List of tasks =>
• A. Copy out part of the article about Jason Day word for word, beginning at the words "Day ought to" and stopping after "not blinded everyone.".
• B. Continue the article about Jason Day from the point where it stops.

BEGIN Excerpt to read

Australian hopes to convert solid finishes into a victory

Sandwich: Perhaps Jason Day was built for the peculiar rigours of golf's toughest events. Perhaps he was steeled to be a star.
Savouring his first taste of Royal St George's and even able to summon a time-honoured raucous Antipodean salute to our weather, he could pass as your typical laid back Queensland surfer dude, if not for one quietly intense observation.
"I enjoy the major championships because it shows what type of person you are, it shows what you've got inside," says the man who may end up being to Australian golf what Rory McIlroy currently is to the sport in Britain.
What the 23-year-old appears to have inside is a strength, fire and drive which could yet see him challenge our ‘Rors' as golf's next superstar.
Day ought to have precious little chance, having swanned in at the start of the week with no experience of links play except for his sole visit to St Andrews, when he finished 60th, last year. But then didn't everyone say the same when he breezed into Augusta for the first time in April and finished runner up? He was second at the US Open at Congressional too, considerable back-to-back achievements which would have catapulted him right into the spotlight if all the outbreaks of Rorymania had not blinded everyone.
So even if he laughs "all this stuff is totally new to me" while trying out a weird and wonderful assortment of shots to cope with the swirling gusts around this Kent moonscape, he still has the confidence to believe he could go one better this week by becoming the first Australian to win the Open since his fellow Queenslander Greg Norman in 1993.
Having finished in the top 10 seven times in 14 starts this year, he wants a piece of McIlroy's action and is not shy to admit it. There is a determination about his work and such a methodical slowness that one nickname thrown his way is "All", because it seemingly takes him all day to get around.
Amazing journey
Few back home would put anything past him, such has been a journey from troubled beginnings that Day describes as "amazing".

END Excerpt to read
BEGIN Supplied data

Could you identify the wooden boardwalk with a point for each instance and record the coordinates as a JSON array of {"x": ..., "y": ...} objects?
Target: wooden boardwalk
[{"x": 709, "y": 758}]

END Supplied data

Answers for the exercise =>
• A.
Day ought to have precious little chance, having swanned in at the start of the week with no experience of links play except for his sole visit to St Andrews, when he finished 60th, last year. But then didn't everyone say the same when he breezed into Augusta for the first time in April and finished runner up? He was second at the US Open at Congressional too, considerable back-to-back achievements which would have catapulted him right into the spotlight if all the outbreaks of Rorymania had not blinded everyone.

• B.
Born in impoverished circumstances in the little town of Beaudesert to an Australian father and Filipino mother, the trip started with him being given a three wood which his dad found when chucking away some rubbish. Golf obsessed him, but after his father died of cancer, splits developed in the family and Day ended up, by his own admission, going off the rails, getting into fights and under-age drinking.
"I had a pretty hard time growing up through my teenage years. I did a lot of stupid things," he said. "But I guess it reflects on the person I am today. I never had many things growing up, so I take everything seriously, work pretty hard and don't take things for granted. It's made me into a better person."
Day's life changed when his mother remortgaged their house to be able to afford to send him to boarding school. There he met his coach Colin Swatton, who became a disciplined father figure, and a schoolmate lent him a book about Tiger Woods, which convinced the 14-year-old that he would have to work with similar manic intensity if he wanted to beat the world.
Youngest winner
From being a tearaway, he had become practically monastic. Then he gambled courageously on launching a pro career in the United States and became the youngest to win on the developmental Nationwide tour, before causing some controversy with his pronouncement as a 19-year-old that "I'm sure I can take Tiger down". And this, remember, when Woods was in his pomp.
It was not arrogance even if it was ill-advised. No, it was simply the self-belief of a boy who knew how good he was. And now everyone else is learning to appreciate it too.